### [Task statement]
Reproduce the overlapping DEGs passage word for word, between "Overlapping DEGs results" and "listed (Figure 6B).", inclusive.

### [Supplied passage]
+++
Overlapping DEGs results

After calculating overlapping DEGs from the same cell type across datasets using the default settings, two tables for overlapping genes will be generated: The overlapping genes in the selected region, using the default settings (Figure 6A), the fourth row in the table below can be interpreted as: 'For all AD vs control datasets comparisons in Human Entorhinal Cortex Astrocytes (ast), the GFAP gene ranked top 100 by log FC values in at least 3 comparisons'. The ranking information from the overlapping genes. Using the GFAP gene as an example, we found GFAP is an overlapping gene in Human Entorhinal Cortex Astrocytes. The GFAP ranked top 50 in 3 comparisons of 4 total comparisons, the mean rank of the gene is 13, and the average log-FC of GFAP in each comparison are also listed (Figure 6B).
+++
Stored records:
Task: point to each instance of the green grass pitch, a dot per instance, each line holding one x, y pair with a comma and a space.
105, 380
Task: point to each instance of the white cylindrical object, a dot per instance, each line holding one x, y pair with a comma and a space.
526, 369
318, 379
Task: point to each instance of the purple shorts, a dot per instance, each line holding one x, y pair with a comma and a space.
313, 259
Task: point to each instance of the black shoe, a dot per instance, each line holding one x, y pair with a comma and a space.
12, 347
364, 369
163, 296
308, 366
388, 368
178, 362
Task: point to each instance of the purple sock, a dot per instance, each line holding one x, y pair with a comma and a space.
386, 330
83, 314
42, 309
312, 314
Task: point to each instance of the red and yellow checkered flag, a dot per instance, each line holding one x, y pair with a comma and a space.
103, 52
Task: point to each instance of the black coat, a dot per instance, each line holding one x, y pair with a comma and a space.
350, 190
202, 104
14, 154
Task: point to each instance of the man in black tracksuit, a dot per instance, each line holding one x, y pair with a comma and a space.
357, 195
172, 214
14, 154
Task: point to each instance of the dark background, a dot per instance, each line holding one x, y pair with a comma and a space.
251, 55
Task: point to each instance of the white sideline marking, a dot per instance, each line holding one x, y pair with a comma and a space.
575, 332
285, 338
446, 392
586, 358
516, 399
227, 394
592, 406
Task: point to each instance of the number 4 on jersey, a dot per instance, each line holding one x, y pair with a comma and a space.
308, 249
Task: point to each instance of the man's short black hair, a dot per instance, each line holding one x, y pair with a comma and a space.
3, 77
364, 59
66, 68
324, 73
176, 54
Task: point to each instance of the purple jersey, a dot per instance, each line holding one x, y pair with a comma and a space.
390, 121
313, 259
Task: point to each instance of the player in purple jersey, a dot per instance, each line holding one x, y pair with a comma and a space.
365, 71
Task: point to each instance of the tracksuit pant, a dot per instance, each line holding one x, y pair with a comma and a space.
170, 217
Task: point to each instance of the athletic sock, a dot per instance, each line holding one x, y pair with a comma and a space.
+++
### [Exercise answer]
Overlapping DEGs results

After calculating overlapping DEGs from the same cell type across datasets using the default settings, two tables for overlapping genes will be generated: The overlapping genes in the selected region, using the default settings (Figure 6A), the fourth row in the table below can be interpreted as: 'For all AD vs control datasets comparisons in Human Entorhinal Cortex Astrocytes (ast), the GFAP gene ranked top 100 by log FC values in at least 3 comparisons'. The ranking information from the overlapping genes. Using the GFAP gene as an example, we found GFAP is an overlapping gene in Human Entorhinal Cortex Astrocytes. The GFAP ranked top 50 in 3 comparisons of 4 total comparisons, the mean rank of the gene is 13, and the average log-FC of GFAP in each comparison are also listed (Figure 6B).